**Data records:**
=======
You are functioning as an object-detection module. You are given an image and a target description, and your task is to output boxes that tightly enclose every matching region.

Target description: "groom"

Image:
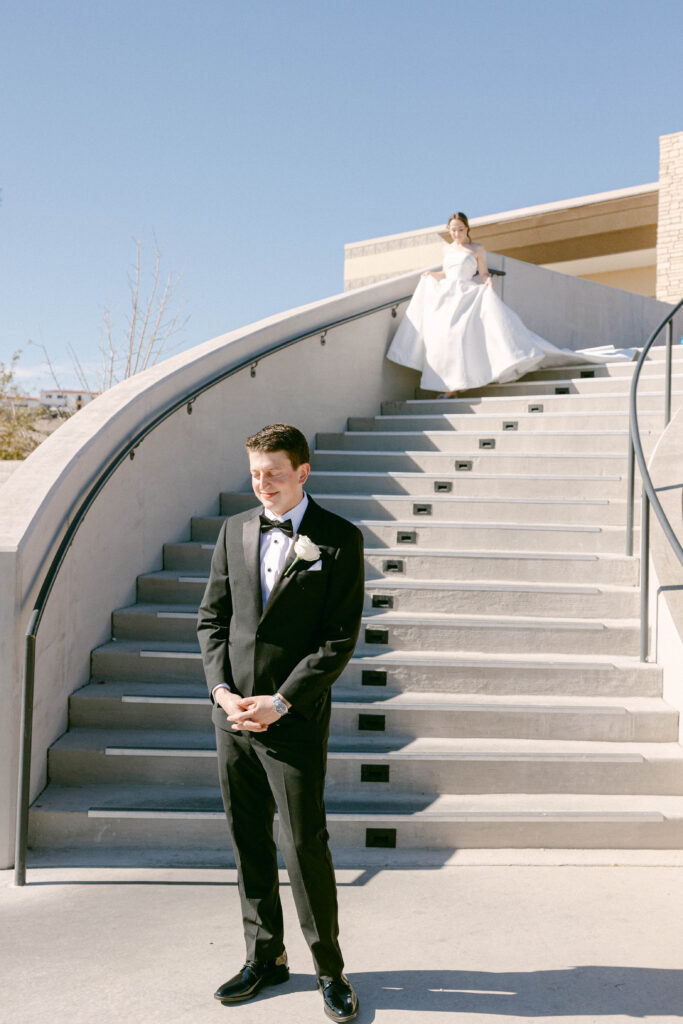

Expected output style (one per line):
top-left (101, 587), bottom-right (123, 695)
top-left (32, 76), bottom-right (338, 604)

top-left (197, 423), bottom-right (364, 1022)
=======
Leaving every image behind, repeat the data in full and exactly.

You are functioning as an object-detection module. You are given an image and a target description, and your task is to output boxes that tightly enclose every matching region.

Target description: "groom"

Image:

Expected output style (one per line):
top-left (101, 587), bottom-right (123, 695)
top-left (32, 76), bottom-right (338, 604)

top-left (197, 423), bottom-right (364, 1022)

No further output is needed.